RECORDS SHOWN>
------------------------------------------------

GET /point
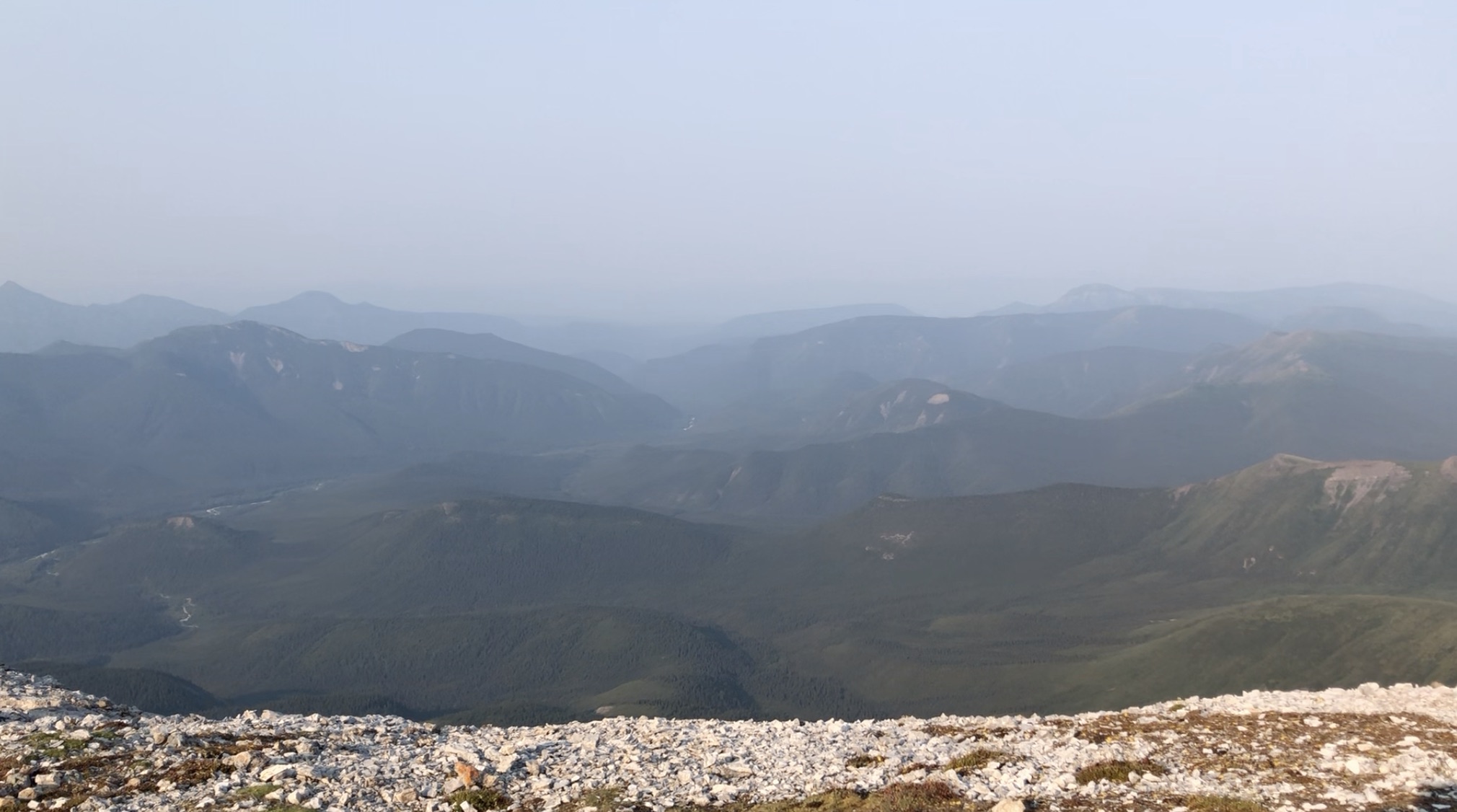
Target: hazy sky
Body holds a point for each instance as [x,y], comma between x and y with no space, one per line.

------------------------------------------------

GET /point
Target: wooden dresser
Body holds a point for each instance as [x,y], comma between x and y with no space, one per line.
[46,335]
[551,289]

------------------------------------------------

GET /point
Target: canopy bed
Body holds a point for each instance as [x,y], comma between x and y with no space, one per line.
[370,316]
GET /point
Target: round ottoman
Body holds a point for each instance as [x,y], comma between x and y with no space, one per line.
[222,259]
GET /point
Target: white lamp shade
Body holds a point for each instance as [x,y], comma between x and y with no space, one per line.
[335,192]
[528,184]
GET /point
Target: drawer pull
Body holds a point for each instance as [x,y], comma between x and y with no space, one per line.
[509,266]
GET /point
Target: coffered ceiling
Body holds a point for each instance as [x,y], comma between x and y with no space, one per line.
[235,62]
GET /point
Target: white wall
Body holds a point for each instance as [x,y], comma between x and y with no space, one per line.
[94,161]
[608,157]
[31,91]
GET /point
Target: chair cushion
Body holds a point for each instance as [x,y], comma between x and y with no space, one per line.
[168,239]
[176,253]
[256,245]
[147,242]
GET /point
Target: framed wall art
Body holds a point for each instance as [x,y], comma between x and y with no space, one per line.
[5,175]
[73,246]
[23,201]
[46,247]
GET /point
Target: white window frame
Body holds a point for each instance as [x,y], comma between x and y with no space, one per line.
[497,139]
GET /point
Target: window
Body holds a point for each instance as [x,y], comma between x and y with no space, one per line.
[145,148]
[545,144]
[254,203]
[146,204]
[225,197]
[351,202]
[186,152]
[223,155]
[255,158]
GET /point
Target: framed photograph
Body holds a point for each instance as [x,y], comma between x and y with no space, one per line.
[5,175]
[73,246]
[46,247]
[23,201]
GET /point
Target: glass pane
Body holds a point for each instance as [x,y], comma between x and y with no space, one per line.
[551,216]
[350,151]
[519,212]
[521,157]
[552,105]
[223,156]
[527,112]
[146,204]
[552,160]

------------------------------------------------

AIM>
How many rows above contain the string "framed"? Reply with the number alone.

SOLUTION TO THIS TASK>
2